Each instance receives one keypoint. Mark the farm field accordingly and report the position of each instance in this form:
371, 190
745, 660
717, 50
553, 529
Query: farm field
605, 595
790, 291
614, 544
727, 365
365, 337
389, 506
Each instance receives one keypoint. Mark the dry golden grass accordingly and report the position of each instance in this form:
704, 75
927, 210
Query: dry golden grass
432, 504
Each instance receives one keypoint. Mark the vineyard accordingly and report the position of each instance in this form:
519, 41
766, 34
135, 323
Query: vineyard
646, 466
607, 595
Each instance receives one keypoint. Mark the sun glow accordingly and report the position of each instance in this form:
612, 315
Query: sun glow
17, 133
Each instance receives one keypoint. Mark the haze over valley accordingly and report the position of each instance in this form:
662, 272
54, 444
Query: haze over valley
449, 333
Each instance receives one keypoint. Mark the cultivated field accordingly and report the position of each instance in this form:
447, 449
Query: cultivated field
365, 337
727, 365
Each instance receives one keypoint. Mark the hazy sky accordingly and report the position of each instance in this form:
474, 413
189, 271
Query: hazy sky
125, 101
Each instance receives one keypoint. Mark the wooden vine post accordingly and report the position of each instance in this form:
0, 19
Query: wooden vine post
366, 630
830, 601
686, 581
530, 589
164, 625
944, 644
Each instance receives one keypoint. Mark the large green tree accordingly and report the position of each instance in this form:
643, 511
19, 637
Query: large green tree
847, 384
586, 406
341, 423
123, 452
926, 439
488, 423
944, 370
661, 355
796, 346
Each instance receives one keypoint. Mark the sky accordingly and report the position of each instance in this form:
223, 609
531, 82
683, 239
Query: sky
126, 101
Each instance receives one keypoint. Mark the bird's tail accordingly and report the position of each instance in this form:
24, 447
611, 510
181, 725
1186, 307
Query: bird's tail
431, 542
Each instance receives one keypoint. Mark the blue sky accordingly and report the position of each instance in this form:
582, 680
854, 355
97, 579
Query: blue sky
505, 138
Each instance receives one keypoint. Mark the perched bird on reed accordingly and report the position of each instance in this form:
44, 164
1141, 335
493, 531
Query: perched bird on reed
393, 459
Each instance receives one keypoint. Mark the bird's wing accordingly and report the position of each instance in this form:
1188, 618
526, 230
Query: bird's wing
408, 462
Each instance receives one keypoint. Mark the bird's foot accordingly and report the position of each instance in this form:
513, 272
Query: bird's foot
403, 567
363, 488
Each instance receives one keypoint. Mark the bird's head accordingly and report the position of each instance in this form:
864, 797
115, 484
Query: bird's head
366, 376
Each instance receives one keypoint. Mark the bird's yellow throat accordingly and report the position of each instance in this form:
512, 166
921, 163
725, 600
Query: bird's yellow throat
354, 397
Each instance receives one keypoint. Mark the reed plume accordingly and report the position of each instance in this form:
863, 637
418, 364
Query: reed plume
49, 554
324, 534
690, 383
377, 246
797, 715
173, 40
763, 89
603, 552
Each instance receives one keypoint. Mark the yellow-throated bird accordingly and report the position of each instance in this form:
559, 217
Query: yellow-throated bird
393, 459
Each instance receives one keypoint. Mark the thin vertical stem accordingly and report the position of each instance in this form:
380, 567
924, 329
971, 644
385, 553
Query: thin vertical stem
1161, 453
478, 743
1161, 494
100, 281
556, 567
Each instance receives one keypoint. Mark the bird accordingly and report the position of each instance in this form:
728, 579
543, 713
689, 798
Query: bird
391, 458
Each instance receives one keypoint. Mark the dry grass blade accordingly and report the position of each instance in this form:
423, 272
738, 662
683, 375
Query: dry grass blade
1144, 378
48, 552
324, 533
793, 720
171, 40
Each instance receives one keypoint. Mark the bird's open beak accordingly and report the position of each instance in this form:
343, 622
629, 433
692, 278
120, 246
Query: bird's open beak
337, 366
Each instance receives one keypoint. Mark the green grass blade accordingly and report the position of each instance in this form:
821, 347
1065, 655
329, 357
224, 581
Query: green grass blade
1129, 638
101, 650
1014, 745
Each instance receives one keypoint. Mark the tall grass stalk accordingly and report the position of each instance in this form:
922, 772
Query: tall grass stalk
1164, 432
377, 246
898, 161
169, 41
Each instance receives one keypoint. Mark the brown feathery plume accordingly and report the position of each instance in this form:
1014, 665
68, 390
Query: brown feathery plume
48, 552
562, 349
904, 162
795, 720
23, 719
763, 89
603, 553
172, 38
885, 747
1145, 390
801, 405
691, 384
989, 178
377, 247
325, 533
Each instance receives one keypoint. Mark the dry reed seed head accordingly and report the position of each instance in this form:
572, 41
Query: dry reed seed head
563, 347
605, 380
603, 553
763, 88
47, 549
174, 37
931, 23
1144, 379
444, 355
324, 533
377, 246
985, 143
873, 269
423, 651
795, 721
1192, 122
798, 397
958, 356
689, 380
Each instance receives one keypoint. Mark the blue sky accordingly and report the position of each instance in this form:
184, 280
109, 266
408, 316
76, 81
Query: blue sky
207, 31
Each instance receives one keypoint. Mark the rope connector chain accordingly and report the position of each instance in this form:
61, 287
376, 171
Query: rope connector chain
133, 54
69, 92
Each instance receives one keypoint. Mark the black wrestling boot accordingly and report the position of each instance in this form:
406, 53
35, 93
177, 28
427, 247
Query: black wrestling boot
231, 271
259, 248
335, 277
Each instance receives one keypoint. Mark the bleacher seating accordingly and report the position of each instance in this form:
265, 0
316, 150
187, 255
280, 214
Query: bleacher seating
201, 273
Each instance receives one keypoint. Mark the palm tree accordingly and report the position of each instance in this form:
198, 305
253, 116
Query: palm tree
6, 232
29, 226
------------------------
_WHAT THE TASK ASKS_
Every single line in the records above must be written out exactly.

_RESULT OF THE TASK_
Each instance receives one keypoint. Mark the farm field accordingly and report the position of each instance in this form:
371, 190
745, 660
717, 50
553, 529
Query: farm field
605, 595
790, 291
614, 544
727, 365
365, 337
389, 506
Each instance receives one keypoint. Mark the dry golden grass accordingly and report the position of each instance in this form:
704, 75
927, 210
Query: dry golden grass
432, 504
Each instance receives one keypoint. Mark the vineyard accordingly and report the position of each instance in this form:
519, 41
766, 34
135, 323
Query: vineyard
646, 466
607, 595
Each instance receives one keypoint. Mark the sun glow accordingly and report the position of each instance in this form:
612, 315
Query: sun glow
17, 133
Each instance receives one keypoint. Mark the haze over valley accordingly and report the position of each instance in this form:
662, 272
54, 444
Query: haze over valley
449, 333
Each instance receives one keypoint. Mark the cultivated field accordingly and report the position of each instance in this form:
447, 449
Query: cultivated field
365, 337
727, 365
Each instance receives one keypoint. Mark the hazy sky accordingly and report the position of each instance in this form:
474, 413
189, 271
Query: hazy sky
125, 101
Each instance receives one keypoint. Mark the wooden vine post accordingly and report the position of each instance in this form:
0, 19
Query: wooden vine post
366, 630
830, 601
686, 581
530, 589
164, 625
944, 644
Each instance receives one keypoint. Mark the large green tree accordingly and report the position of each instance in this form:
643, 511
19, 637
Query: large green tree
847, 384
586, 406
341, 423
123, 452
926, 439
488, 423
944, 370
661, 355
796, 346
Each instance receives one keypoint. Mark the sky accordingly and report the position of each instance in this form:
223, 609
531, 82
683, 239
Query: sky
126, 101
Each instance receives one keypoint. Mark the bird's tail accordingly and report the position of each instance in this form:
24, 447
611, 510
181, 725
1186, 307
Query: bird's tail
431, 542
Each instance receives one keypoint. Mark the blue sky accordingly and report the position of each instance in this form:
582, 680
854, 355
97, 579
Query: blue sky
505, 138
Each instance receives one keypoint. Mark the perched bird on reed accordingly and report the position of each instance in this form:
44, 164
1141, 335
493, 531
Query: perched bird on reed
393, 459
Each instance receives one keypoint. Mark the bird's wing accordingly and report the position of each instance in this form:
1188, 618
526, 230
Query: bird's wing
408, 462
Each instance receives one keypoint. Mark the bird's foot accordingly and report the position of each instance in this form:
513, 272
Query: bird's foot
403, 567
363, 488
Each instance receives one keypoint. Mark the bird's head accordingly and report the position of each instance in this form:
864, 797
115, 484
Query: bird's head
366, 376
Each instance receives one keypoint. Mark the bird's yellow throat accordingly and report the position of each instance in this form:
512, 166
921, 163
725, 600
Query: bird's yellow throat
354, 397
Each instance receives one keypoint. Mark the reed plume accordingly and report the position of each instance in this form:
863, 637
418, 364
Query: reed plume
49, 554
324, 534
690, 383
377, 246
797, 715
173, 40
763, 89
603, 552
Each instance receives one keypoint. Mark the yellow-throated bird accordingly and report the position of each instance in this form:
559, 217
Query: yellow-throated bird
393, 459
Each instance receives one keypoint. Mark the thin vertical stem accordingly and report the position of each instance in this form:
380, 567
924, 329
971, 644
385, 553
Query: thin vertical stem
1161, 453
478, 743
1161, 494
100, 281
556, 567
Each instance receives one keypoint. Mark the bird accordingly and report the position of each instance in this form:
728, 579
543, 713
689, 798
Query: bird
391, 458
Each instance receives one keypoint. Mark the dry grass blade accordingly and report the position of each instance in this form:
423, 272
738, 662
683, 375
Query: dry grass blade
1144, 378
48, 552
324, 533
793, 720
171, 40
Each instance receives one keypoint. Mark the bird's open beak accordingly and report the position of each instance in this form:
343, 622
629, 433
692, 278
120, 246
Query: bird's open beak
337, 366
Each instance receives one keypoint. Mark the green grass blade accordingly and report the position of each instance in this form:
821, 347
1065, 655
329, 357
224, 581
Query: green grass blade
1129, 638
101, 650
1014, 745
Each instance receives one keypoint. Mark the tall grass stalk accordingly and report the position of each instance in this form:
922, 772
Query: tall grass stalk
1164, 432
377, 246
898, 161
169, 41
Each instance receives one keypoint. Mark the brown feathery plume accordingly and report the position of each instance in this form:
1014, 665
68, 390
Query: brown feathery plume
48, 552
562, 349
904, 162
795, 720
23, 719
763, 89
603, 553
172, 38
885, 747
1145, 390
801, 405
691, 384
989, 178
377, 247
325, 533
Each instance receives one keypoint. Mark the dry reed seed head accordingly and report the position of each instance in this form:
572, 41
Query: dry reed seed head
563, 347
605, 380
603, 553
763, 88
47, 549
174, 37
931, 23
1144, 379
444, 355
324, 533
377, 246
985, 143
873, 269
423, 651
795, 721
1192, 122
798, 397
958, 356
689, 380
Each instance receives one keypoint. Mark the blue sky accordingly and report the position of each instance in this form:
184, 280
109, 266
408, 316
76, 81
Query: blue sky
207, 31
Each instance receives one keypoint. Mark the rope connector chain accordingly and report the position of each instance in this form:
61, 287
376, 171
Query: rope connector chain
133, 54
69, 92
Each instance receives one keypoint. Mark the black wrestling boot accordingly and report the position of each instance in this form:
406, 53
35, 93
177, 28
427, 247
Query: black wrestling boot
231, 271
259, 248
335, 277
Each instance receives one keypoint. Mark the bleacher seating accordingly and report the position of each instance in this form:
265, 0
316, 150
187, 255
280, 214
Query: bleacher seating
201, 273
Each instance receives one keypoint. Mark the palm tree accordingly and report the position of each instance in this form:
198, 305
253, 116
Query: palm tree
6, 232
29, 226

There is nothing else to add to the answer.